* Directions
Please locate every line in the items below that contains the string "Find", and copy each such line in full. Matching is case-sensitive.

* Provided data
□ □ □
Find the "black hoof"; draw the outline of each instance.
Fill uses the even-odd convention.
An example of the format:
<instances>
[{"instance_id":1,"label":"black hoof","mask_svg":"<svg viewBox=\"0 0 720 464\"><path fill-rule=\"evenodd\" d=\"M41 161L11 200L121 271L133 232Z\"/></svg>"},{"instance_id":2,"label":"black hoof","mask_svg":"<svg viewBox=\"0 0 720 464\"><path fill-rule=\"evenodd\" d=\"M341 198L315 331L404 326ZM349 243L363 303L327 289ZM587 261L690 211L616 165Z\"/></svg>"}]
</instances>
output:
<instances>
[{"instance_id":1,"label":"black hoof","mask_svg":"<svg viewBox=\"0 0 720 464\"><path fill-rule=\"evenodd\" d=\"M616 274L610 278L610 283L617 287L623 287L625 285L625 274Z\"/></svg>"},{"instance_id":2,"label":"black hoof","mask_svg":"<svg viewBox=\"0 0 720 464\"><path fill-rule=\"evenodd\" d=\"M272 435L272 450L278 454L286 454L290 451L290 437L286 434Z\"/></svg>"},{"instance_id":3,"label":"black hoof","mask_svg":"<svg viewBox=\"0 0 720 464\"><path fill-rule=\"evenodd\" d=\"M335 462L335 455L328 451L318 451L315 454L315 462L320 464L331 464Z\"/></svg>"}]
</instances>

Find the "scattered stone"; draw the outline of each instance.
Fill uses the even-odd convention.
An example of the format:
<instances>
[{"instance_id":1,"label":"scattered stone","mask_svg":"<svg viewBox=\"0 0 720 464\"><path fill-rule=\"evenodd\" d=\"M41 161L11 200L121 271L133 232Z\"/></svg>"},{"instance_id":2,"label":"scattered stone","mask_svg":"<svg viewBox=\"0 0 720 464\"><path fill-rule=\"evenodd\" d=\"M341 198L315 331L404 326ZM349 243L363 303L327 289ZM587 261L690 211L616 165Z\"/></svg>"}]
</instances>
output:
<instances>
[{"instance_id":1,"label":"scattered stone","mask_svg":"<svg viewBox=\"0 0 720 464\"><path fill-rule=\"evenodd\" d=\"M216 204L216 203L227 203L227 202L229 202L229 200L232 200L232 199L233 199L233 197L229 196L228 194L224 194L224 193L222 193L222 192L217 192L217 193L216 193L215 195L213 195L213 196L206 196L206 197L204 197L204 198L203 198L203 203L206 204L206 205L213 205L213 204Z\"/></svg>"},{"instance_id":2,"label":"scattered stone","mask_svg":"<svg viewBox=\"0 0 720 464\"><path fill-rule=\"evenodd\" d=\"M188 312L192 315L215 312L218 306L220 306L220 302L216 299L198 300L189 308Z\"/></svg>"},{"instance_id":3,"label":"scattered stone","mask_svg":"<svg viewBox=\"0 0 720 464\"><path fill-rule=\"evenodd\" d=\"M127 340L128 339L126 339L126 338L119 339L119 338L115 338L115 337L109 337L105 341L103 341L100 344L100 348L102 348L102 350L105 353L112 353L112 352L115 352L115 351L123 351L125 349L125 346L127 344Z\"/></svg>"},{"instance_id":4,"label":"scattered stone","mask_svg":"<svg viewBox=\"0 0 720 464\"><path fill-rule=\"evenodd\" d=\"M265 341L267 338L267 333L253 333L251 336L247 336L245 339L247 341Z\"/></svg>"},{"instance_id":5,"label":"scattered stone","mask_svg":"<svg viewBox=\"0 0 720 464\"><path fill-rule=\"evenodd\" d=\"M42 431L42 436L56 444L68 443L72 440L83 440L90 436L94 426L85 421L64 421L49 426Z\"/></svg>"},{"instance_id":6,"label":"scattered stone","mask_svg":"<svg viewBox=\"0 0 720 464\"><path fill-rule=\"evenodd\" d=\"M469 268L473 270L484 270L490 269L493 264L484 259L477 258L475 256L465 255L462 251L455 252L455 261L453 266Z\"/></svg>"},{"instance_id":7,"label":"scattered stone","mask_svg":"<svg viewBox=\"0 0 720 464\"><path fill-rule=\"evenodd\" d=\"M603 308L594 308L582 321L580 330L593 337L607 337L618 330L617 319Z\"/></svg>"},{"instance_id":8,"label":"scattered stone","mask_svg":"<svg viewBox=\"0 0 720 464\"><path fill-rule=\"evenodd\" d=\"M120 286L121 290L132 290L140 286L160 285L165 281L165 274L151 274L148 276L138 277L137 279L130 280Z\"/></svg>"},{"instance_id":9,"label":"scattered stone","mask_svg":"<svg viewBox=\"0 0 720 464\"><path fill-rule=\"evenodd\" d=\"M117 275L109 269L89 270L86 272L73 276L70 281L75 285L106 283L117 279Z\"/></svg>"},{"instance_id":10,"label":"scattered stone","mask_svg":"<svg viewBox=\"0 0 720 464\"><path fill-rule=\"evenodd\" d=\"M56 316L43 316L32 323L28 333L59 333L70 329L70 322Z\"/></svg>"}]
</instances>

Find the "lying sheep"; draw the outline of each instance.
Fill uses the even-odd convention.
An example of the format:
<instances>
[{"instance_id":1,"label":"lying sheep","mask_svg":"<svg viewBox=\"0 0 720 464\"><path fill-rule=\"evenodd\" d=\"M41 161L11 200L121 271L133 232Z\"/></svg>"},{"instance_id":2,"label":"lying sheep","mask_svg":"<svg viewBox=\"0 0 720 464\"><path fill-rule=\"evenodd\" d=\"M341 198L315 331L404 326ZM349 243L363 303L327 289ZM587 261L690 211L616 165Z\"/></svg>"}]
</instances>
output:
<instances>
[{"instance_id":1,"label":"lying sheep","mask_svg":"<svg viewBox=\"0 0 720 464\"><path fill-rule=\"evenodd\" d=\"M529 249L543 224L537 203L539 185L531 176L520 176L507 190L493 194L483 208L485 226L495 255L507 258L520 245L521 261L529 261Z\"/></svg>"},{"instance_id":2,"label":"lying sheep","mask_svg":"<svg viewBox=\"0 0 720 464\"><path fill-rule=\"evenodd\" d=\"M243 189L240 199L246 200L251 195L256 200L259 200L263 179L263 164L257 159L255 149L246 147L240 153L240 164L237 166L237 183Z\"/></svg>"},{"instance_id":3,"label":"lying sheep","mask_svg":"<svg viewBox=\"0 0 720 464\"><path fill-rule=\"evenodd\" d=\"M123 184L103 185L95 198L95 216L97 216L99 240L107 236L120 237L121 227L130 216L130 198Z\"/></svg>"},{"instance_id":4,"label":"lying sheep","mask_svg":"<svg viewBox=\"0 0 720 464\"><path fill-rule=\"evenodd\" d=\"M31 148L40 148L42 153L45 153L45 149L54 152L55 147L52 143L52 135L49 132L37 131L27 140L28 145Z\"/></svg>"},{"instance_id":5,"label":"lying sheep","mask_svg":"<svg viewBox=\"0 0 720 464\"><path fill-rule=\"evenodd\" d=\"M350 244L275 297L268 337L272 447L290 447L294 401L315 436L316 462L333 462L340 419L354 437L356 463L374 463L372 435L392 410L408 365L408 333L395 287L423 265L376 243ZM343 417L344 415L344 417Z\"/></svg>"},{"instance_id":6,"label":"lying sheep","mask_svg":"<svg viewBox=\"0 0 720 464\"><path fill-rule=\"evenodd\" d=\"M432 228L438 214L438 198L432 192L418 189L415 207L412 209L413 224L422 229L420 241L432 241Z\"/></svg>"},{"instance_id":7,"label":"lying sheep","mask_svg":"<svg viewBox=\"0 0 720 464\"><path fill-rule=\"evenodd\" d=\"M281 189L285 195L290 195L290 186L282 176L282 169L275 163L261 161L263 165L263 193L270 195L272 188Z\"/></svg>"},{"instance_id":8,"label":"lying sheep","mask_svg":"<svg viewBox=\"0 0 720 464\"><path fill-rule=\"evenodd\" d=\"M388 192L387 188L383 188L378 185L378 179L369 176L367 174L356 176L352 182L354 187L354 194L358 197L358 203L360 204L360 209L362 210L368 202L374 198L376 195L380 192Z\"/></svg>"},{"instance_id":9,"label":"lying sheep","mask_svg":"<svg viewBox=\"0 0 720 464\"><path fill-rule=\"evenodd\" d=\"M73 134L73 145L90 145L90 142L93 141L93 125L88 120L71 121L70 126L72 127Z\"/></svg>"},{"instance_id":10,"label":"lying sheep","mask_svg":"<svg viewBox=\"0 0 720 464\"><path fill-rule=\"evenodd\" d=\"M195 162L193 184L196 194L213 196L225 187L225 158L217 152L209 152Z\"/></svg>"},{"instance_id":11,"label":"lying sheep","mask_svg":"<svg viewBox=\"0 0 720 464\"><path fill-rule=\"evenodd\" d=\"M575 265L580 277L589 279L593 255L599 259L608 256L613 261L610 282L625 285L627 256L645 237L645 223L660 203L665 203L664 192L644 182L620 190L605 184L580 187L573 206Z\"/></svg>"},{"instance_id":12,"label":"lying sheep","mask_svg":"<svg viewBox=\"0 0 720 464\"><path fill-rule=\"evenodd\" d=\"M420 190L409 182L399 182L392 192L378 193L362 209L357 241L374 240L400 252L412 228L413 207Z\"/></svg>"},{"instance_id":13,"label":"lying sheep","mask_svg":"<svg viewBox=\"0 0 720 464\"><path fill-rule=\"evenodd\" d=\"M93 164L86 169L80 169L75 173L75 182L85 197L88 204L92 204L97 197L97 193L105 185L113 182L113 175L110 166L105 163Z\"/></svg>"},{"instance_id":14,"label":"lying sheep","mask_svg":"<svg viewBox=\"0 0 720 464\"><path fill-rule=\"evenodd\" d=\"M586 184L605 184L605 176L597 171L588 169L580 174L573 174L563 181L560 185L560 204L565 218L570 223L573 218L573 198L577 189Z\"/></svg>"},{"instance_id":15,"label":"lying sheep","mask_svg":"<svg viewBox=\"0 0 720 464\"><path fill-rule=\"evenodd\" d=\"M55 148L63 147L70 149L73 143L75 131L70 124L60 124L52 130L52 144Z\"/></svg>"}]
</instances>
□ □ □
* Result of this exercise
Find the "black hoof"; draw the outline of each instance.
Find the "scattered stone"; draw the outline of each instance.
Find the "lying sheep"; draw the outline of each instance.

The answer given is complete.